-- begin The records --

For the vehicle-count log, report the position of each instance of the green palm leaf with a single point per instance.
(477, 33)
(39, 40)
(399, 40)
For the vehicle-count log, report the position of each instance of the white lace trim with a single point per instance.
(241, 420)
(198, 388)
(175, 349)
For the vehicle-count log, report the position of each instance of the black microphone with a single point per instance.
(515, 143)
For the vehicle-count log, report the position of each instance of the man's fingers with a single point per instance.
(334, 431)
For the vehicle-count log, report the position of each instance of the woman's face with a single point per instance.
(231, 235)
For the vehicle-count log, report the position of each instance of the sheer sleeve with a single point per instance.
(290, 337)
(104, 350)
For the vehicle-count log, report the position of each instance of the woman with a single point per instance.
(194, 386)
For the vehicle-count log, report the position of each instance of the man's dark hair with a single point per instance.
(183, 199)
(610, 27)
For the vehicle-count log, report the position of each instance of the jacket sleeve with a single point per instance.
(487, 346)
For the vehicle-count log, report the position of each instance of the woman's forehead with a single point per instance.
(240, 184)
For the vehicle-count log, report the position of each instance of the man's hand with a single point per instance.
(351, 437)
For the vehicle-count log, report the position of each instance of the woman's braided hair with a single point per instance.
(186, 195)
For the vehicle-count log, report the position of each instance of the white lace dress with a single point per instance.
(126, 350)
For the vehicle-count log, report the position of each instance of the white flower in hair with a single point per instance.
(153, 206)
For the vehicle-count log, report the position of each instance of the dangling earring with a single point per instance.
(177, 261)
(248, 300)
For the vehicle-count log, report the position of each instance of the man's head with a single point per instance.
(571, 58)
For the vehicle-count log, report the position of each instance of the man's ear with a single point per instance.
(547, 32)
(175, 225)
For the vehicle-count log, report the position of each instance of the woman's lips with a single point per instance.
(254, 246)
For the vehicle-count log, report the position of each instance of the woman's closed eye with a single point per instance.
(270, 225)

-- end The records --

Each record above should be repeated exactly as it appears.

For the vehicle-count log, report the position of each instance of the green palm leaf with a single point per instance.
(477, 33)
(39, 40)
(399, 40)
For the vehicle-count log, report the position of each instance of the white lace trim with a single point per instance.
(241, 420)
(198, 388)
(175, 349)
For the vehicle-count log, report the position of each instance of the black microphone with a single point per instance.
(515, 143)
For the vehicle-count log, report the position of each instance of the man's fingers with a single point per instance.
(334, 431)
For the vehicle-count log, report the position of each instance of the woman's face with a single point per instance.
(231, 235)
For the vehicle-count log, report the position of each instance of the sheer sleeve with a single point per instance.
(290, 337)
(104, 350)
For the vehicle-count log, report the position of each instance of the woman with a single point per instance.
(194, 386)
For the vehicle-count log, report the position of each instance of the man's dark hair with a single point per instance.
(183, 199)
(610, 27)
For the vehicle-count log, report the position of each instance of the jacket sleeve with a single point per instance.
(487, 346)
For the vehicle-count log, report the position of each instance of the woman's forehead with a single point per instance.
(240, 184)
For the vehicle-count log, report the position of each instance of the man's hand with a single point per instance.
(351, 437)
For the vehicle-count log, report the position of each instance of the woman's braided hair with a single point per instance.
(186, 195)
For the vehicle-count log, report the position of each instance of the white lace dress with a single point per instance.
(126, 350)
For the vehicle-count log, report the position of each instance of the white flower in hair with a single point per instance.
(153, 206)
For the vehicle-count log, report the position of each instance of the dangling earring with a single point per instance.
(177, 261)
(248, 300)
For the vehicle-count log, report the position of each instance of the man's head with a single point per instance.
(571, 58)
For the vehicle-count log, report the position of each instance of the man's ear with a single point per instance.
(547, 32)
(175, 225)
For the vehicle-count log, report the position of each instance of the woman's lips with a single point per instance.
(254, 246)
For the vehicle-count log, report the position of each instance of the woman's closed eye with a single point per instance.
(270, 225)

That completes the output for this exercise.